Sebelumnya, Menteri Perdagangan (Mendag) Zulkifli Hasan mendapatkan informasi mengenai kembali maraknya perdagangan pakaian bekas impor di pusat perbelanjaan. Kementerian Perdagangan (Kemendag) pun sedang menyelidiki mengenai hal tersebut.

Zulkifli menuturkan, Kementerian Perdagangan tidak hanya diam melihat peredaran pakaian bekas asal impor yang dapat ditemui antara lain di Pasar Senen, Pasar Tanah Abang dan lewat perdagangan digital atau e-commerce.

"Saya dapat informasi, ini lagi diselidiki yah. Tunggu tanggal mainnya,” tutur Zulkifli Hasan di Bogor, Jawa Barat, seperti dikutip dari Antara, Kamis (28/3/2024).

Sementara itu, Direktur Jenderal Perlindungan Konsumen dan Tertib Niaga (Dirjen PKTN) Moga Simatupang menuturkan, Kemendag terus berkoordinasi dengan kementerian dan lembaga terkait termasuk Direktorat Jenderal Bea dan Cukai serta kepolisian.
◇ ◇ ◇ ◇ ◇ ◇ ◇
Lanjutkan teks tentang perdagangan pakaian bekas impor di atas, dimulai tepat setelah kalimat terakhirnya.

DATA TERSIMPAN:
◇ ◇ ◇ ◇ ◇ ◇ ◇
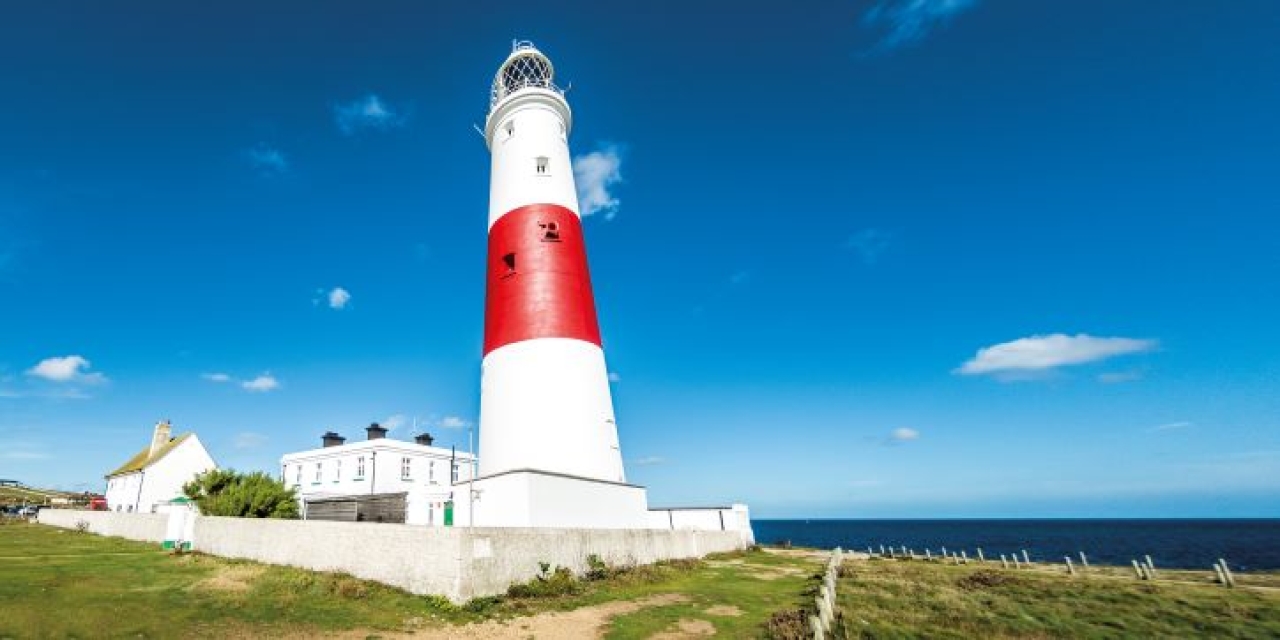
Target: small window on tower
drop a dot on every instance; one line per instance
(551, 232)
◇ ◇ ◇ ◇ ◇ ◇ ◇
JAWABAN LATIHAN:
Moga mengatakan, barang-barang bekas memang boleh diperdagangkan asalkan tidak berasal dari luar negeri atau impor dan dijual kembali.

"Ketentuannya masih, impornya yang dilarang, perdagangannya enggak dilarang. Seperti saya berkali-kali bilang, dagang mobil bekas boleh, motor bekas boleh," ujar dia.

Para importir barang-barang bekas asal impor disebut sedang diproses di kepolisian. Sementara PKTN, bertugas untuk memberikan sanksi administratif kepada importir-importir yang melanggar ketentuan.

"Kita tegur agar tidak mengulanginya lagi terhadap barang yang kita musnahkan, kalau mereka berbuat lagi nanti kita cabut izinnya," kata Moga.

Kementerian Perdagangan (Kemendag) mencatat sepanjang 2023 telah melakukan pemusnahan alas kaki dan pakaian bekas asal impor senilai Rp174,8 miliar.

 

Pemeriksaan dan Pengawasan Diatur dalam Permendag

Larangan tentang barang-barang bekas yang dilarang impor tercantum dalam Peraturan Menteri Perdagangan Nomor 18 Tahun 2021 tentang barang dilarang ekspor dan barang dilarang impor. Pemeriksaan dan pengawasannya pun diatur dalam Permendag Nomor 51 Tahun 2020 tentang Pemeriksaan dan Pengawasan Tata Niaga Impor setelah melalui Kawasan Pabean (Post Border).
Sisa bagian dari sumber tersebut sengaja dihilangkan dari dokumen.